[PROBLEM STATEMENT] The data below must be copied in full and without any change.

[GIVEN RECORDS]
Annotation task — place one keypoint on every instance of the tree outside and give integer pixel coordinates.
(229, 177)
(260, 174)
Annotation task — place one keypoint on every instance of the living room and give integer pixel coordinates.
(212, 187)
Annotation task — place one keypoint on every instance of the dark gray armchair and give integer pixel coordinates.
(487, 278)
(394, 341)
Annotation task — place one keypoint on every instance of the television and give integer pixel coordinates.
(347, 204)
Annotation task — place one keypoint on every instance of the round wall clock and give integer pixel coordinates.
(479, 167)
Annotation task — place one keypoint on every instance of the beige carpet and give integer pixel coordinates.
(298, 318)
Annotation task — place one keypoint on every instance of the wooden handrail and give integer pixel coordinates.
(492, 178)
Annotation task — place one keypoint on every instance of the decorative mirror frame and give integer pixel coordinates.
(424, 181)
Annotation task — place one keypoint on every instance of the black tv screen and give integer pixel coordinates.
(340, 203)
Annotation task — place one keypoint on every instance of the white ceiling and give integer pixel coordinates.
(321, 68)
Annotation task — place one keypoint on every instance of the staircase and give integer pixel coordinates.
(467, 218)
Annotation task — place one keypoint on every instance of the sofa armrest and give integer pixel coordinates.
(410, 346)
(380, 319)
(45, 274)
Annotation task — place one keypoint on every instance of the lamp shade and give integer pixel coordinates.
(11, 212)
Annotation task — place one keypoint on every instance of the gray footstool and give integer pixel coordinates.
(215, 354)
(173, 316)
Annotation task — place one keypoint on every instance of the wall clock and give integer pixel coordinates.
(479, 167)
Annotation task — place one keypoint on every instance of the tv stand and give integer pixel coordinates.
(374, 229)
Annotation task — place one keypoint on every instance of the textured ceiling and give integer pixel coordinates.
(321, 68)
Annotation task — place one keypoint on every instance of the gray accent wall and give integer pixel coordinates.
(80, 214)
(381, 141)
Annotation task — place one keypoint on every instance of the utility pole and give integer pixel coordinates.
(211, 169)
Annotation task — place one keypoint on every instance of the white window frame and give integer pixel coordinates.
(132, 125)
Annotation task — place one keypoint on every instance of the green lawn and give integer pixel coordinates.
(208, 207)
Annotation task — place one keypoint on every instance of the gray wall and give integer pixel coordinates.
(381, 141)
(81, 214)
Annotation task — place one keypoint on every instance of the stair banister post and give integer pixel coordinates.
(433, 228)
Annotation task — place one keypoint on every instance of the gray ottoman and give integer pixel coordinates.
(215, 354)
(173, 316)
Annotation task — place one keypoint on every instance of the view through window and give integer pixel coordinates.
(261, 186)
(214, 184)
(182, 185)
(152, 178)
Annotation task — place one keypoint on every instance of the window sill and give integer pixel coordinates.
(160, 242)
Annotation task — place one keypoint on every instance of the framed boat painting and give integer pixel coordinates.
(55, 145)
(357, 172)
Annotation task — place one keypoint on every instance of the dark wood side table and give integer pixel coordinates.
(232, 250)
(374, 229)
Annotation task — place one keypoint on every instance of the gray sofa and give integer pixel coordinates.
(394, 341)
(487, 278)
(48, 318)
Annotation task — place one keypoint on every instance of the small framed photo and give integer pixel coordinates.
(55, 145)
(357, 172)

[CORRECT RESPONSE]
Annotation task — place one keypoint on every instance of the tree outside and give integer pixel coordinates.
(229, 177)
(260, 174)
Annotation task — place one keypoint on every instance of the living room and give integer pixel coordinates.
(212, 187)
Annotation task — place one keypoint on every instance of the dark gray armchair and give integer pixel coordinates.
(487, 278)
(394, 341)
Annotation task — place one keypoint on every instance of the television and give integer pixel coordinates.
(347, 204)
Annotation task — place one keypoint on every instance of the round wall clock and give integer pixel coordinates.
(479, 167)
Annotation task — place one keypoint on every instance of the beige carpet and give integer pixel coordinates.
(298, 318)
Annotation task — place one keypoint on every instance of the wooden handrail and give integer pixel coordinates.
(492, 178)
Annotation task — place one keypoint on every instance of the decorative mirror frame and give integer pixel coordinates.
(424, 181)
Annotation task — place one keypoint on every instance of the black tv screen and give integer pixel coordinates.
(340, 203)
Annotation task — place one keypoint on every instance of the white ceiling and give integer pixel coordinates.
(321, 68)
Annotation task — place one keypoint on every instance of the staircase and give integer pixel coordinates.
(467, 218)
Annotation task — place one keypoint on every instance of the sofa armrest and give integer pixel coordinates.
(410, 346)
(380, 319)
(45, 274)
Annotation task — place one keypoint on every instance of the lamp shade and give integer pixel coordinates.
(11, 212)
Annotation task — place one keypoint on every instance of the gray footstool and give integer pixel coordinates.
(215, 354)
(173, 316)
Annotation task — place one keypoint on every instance of the wall clock and give integer pixel coordinates.
(479, 167)
Annotation task — place one keypoint on every instance of the tv stand and give integer pixel coordinates.
(374, 229)
Annotation task — place one keypoint on every instance of the textured ceiling and give integer pixel coordinates.
(321, 68)
Annotation task — place one keypoint on every instance of the gray accent wall and give integer pixel coordinates.
(80, 214)
(381, 141)
Annotation task — place one keypoint on every instance of the utility pole and give integer pixel coordinates.
(211, 169)
Annotation task — place one keypoint on every instance of the white window frame and give integer pixel coordinates.
(132, 125)
Annotation task — place one keypoint on every instance of the green lawn and give integer pixel coordinates.
(208, 207)
Annotation task — place one keypoint on every instance of the gray wall and give integer pixel coordinates.
(381, 141)
(81, 214)
Annotation task — place one keypoint on every instance of the stair banister post and give integer pixel coordinates.
(433, 228)
Annotation task — place one keypoint on every instance of the gray ottoman and give integer pixel coordinates.
(215, 354)
(173, 316)
Annotation task — place one keypoint on every instance of the view through window and give integer pixel coordinates.
(261, 186)
(214, 184)
(182, 185)
(152, 178)
Annotation task — place one keypoint on every instance of the window sill and give integer pixel coordinates.
(160, 242)
Annotation task — place one keypoint on every instance of the framed boat painting and give integer pixel coordinates.
(55, 145)
(357, 172)
Annotation task — place one keypoint on every instance of the dark wood side table and give integer pixel coordinates.
(232, 250)
(374, 229)
Annotation task — place one keypoint on every instance of the gray sofa and give integer pixel coordinates.
(394, 341)
(487, 278)
(48, 318)
Annotation task — place one keypoint on every instance of the small framed photo and give integer pixel coordinates.
(55, 145)
(357, 172)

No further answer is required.